--- DOCUMENTO ---
__________
Na tradução de literatura japonesa no Brasil, vejo uma tendência a manter muitos aspectos estrangeiros, seja usando as palavras originais (como futon, hashi ou sashimi), com a inserção de notas explicativas, ou simplesmente mantendo de forma mais literal coisas que poderiam ser adaptadas. Acredito que isso se deve a vários elementos: a forte presença da cultura japonesa aqui, o tipo de obras que tiveram maior destaque e influenciaram as traduções seguintes, o perfil de leitor que temos, a relação da tradução com os estudos acadêmicos, a passagem das traduções indiretas para as traduções diretas. E não acho, de maneira alguma, que seja ruim. Pessoalmente, prefiro uma tradução que mantenha muitos aspectos “estrangeiros”, cheia de notas, do que uma tradução que corta o texto, adapta trechos inteiros, apaga elementos menos palatáveis, como é o caso de algumas traduções para língua inglesa (principalmente mais antigas).

No entanto, acho perigoso assumir que esta postura seja superior em si. É fácil pensar que, quanto mais elementos da língua e da cultura japonesa for possível trazer explicitamente para o leitor, melhor. Mas agora, quando há cada vez mais autores sendo traduzidos e podemos apresentar um leque mais diverso para os leitores brasileiros, tenho repensado essa questão.
__________
--- DADOS BRUTOS ---
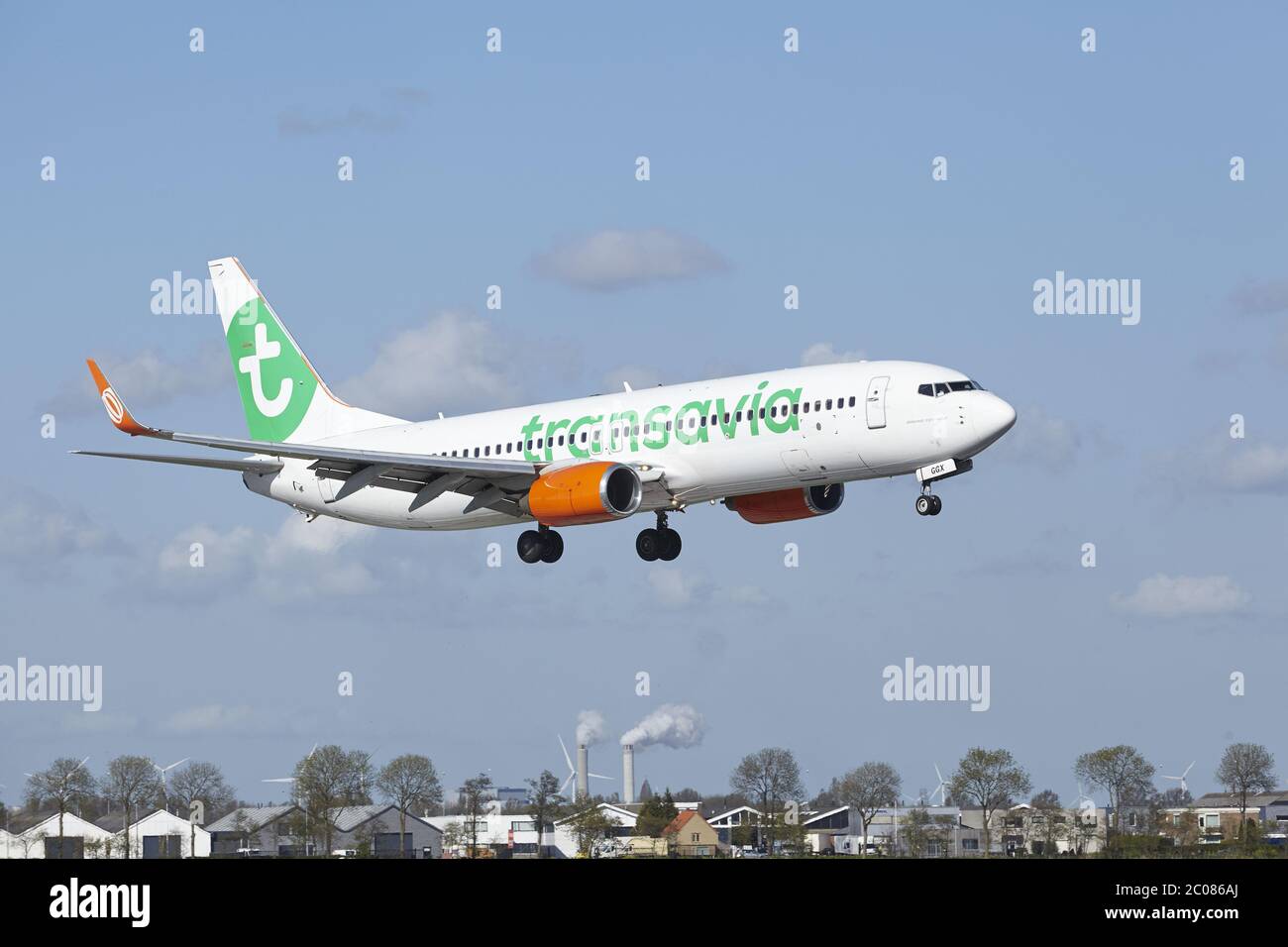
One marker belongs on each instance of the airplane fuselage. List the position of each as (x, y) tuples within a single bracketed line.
[(691, 442)]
__________
--- OBJETIVO DO EXERCÍCIO ---
No texto sobre tradução de literatura japonesa, substitua "autores" por "escritores" no trecho que começa nas palavras com "No entanto, acho" e termina em "repensado essa questão.", e transcreva o trecho resultante.

--- RESPOSTA ESPERADA ---
No entanto, acho perigoso assumir que esta postura seja superior em si. É fácil pensar que, quanto mais elementos da língua e da cultura japonesa for possível trazer explicitamente para o leitor, melhor. Mas agora, quando há cada vez mais escritores sendo traduzidos e podemos apresentar um leque mais diverso para os leitores brasileiros, tenho repensado essa questão.